Source text →
=== Begin Enclosure ===

The release we delayed because one permission bug changed everything
A green test run, a confident sign-off, and one permission check that was enforced in the UI but not the API. We caught it the day before release — here's how, and why it changed how we sign off.
This is a case study, details blurred, about the release we held at the last minute because a single authorization bug turned out to expose every customer's data to every other customer. The suite was green. The feature demo was flawless. The bug was real, severe, and invisible to everything except one deliberate test.
Context
A B2B product adding a new "team members" view: an admin could see and manage the users in their own organisation. The UI was built so that only admins saw the management screen, and only their own org's users appeared. Functionally it worked perfectly in every demo — the right people saw the right things.
Symptoms
There were no symptoms, which is exactly the problem with this class of bug. Nothing crashed, nothing errored, every test passed, and the feature did precisely what the happy-path demo showed. The issue surfaced only because one tester, late in the cycle, decided to test the API directly instead of through the UI.
Investigation
The management screen called an endpoint like GET /api/orgs/{orgId}/members. Through the UI, orgId was always your org and the screen was hidden from non-admins, so it always behaved. The tester did two things the UI never did:
- As a non-admin user, called the endpoint directly. It returned the member list. The UI hid the screen; the API didn't check the role at all.
- As an admin of org A, changed
orgIdto org B's id. It returned org B's members — names, emails, roles. A textbook IDOR: the server trusted the id in the URL instead of checking whether you were allowed to see that org.

=== End Enclosure ===

Record extracts →
=== Begin Enclosure ===

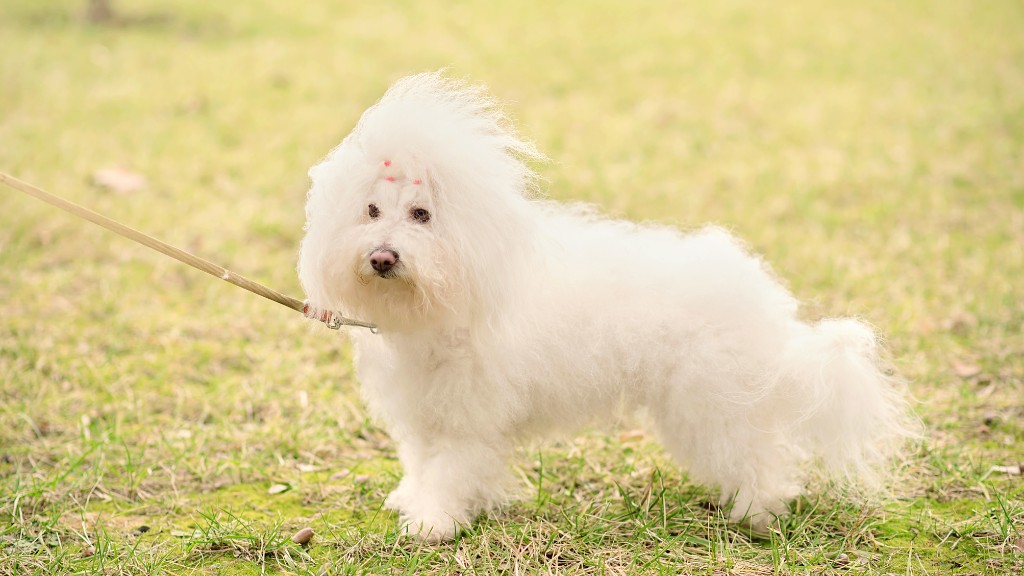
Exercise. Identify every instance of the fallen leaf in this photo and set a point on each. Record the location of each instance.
(118, 179)
(1012, 469)
(303, 536)
(279, 489)
(966, 369)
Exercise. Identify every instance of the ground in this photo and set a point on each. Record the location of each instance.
(154, 419)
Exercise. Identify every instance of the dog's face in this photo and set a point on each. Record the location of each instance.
(373, 248)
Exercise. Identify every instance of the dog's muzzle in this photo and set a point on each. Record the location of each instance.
(383, 260)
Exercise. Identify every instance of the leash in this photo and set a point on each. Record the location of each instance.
(333, 320)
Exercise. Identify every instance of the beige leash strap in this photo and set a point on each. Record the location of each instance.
(333, 320)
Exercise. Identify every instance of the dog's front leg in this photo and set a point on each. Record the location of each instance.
(449, 480)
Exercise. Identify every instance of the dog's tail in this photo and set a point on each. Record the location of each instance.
(850, 412)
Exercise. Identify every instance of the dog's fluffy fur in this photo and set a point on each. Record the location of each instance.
(502, 318)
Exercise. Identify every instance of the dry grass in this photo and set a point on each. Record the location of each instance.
(872, 152)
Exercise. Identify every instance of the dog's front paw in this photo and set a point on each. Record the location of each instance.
(433, 529)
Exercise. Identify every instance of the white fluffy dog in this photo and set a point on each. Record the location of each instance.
(502, 318)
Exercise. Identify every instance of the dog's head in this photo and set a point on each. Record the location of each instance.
(419, 215)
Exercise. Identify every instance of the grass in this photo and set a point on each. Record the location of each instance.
(871, 151)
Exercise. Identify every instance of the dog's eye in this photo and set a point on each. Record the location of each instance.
(420, 215)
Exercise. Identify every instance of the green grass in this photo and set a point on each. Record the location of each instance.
(873, 152)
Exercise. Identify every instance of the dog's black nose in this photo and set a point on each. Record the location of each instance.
(383, 259)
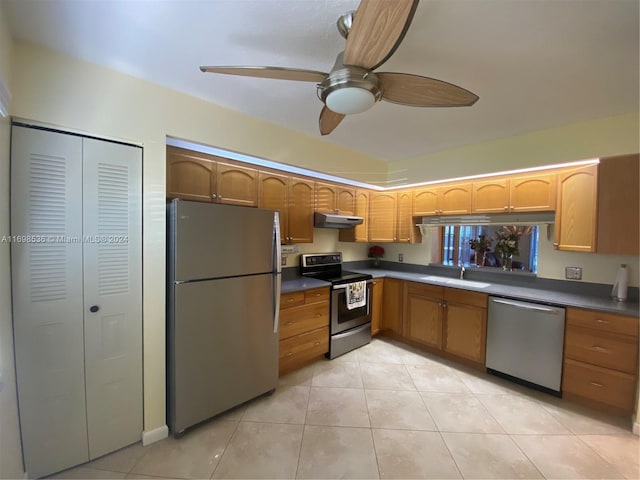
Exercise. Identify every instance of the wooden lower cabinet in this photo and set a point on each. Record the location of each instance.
(423, 314)
(304, 328)
(392, 306)
(300, 350)
(465, 324)
(376, 307)
(447, 319)
(601, 359)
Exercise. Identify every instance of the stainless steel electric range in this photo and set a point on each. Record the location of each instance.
(349, 328)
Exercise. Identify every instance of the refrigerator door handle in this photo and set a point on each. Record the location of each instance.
(277, 288)
(277, 251)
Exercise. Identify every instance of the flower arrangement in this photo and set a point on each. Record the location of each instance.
(507, 239)
(481, 244)
(376, 252)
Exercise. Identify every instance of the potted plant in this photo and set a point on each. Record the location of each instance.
(376, 252)
(507, 239)
(480, 246)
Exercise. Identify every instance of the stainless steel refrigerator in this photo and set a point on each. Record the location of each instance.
(223, 301)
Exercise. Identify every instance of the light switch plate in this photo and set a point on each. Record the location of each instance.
(573, 273)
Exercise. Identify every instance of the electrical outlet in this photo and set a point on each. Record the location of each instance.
(573, 273)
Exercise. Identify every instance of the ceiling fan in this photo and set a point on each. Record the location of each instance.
(373, 33)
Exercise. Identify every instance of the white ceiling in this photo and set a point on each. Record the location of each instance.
(534, 63)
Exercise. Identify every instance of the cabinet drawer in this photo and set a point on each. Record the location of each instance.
(424, 290)
(603, 349)
(297, 320)
(456, 295)
(599, 384)
(293, 299)
(602, 321)
(295, 351)
(316, 295)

=== End Enclosure ===

Directions →
**a)** Write out the part of the permission-bug case study between "Investigation" and "role at all.", inclusive.
**b)** Write the next part of the permission-bug case study, starting after its last sentence.
The items have no connection to the case study about the permission bug.

Outputs by task →
**a)**
Investigation
The management screen called an endpoint like GET /api/orgs/{orgId}/members. Through the UI, orgId was always your org and the screen was hidden from non-admins, so it always behaved. The tester did two things the UI never did:
- As a non-admin user, called the endpoint directly. It returned the member list. The UI hid the screen; the API didn't check the role at all.

**b)**
Both protections that everyone assumed existed lived entirely in the front end. The server enforced nothing.
Root cause
The authorization was implemented as UI logic — hide the button, scope the request to the current org — and never duplicated on the server. The frontend was treated as the security boundary, which it can never be, because anyone can call the API without it. The new endpoint shipped with no role check and no ownership check; it returned whatever it was asked for. Classic broken access control, the number-one item on every security list, hiding behind a polished UI.
What the tests missed
Every test drove the feature through the interface, as the right user, looking at their own org — the one path where the missing server-side checks didn't matter. There was no test that called the endpoint as the wrong role, and none that tampered with the resource id. The suite proved the UI behaved; it said nothing about the server, because nothing ever asked the server an impertinent question. A green run on the wrong layer is exactly why release readiness is more than a pass rate.
The reusable lesson
We held the release a day, added server-side role and ownership checks, and added the tests that should have existed. The durable change was to our sign-off: any feature that exposes or mutates data now requires an explicit authorization pass at the API layer — wrong role, wrong owner, tampered id — regardless of what the UI shows. UI-level access control is a usability nicety, never a security control. The day's delay was cheap; the same bug found a week after launch would have been a breach.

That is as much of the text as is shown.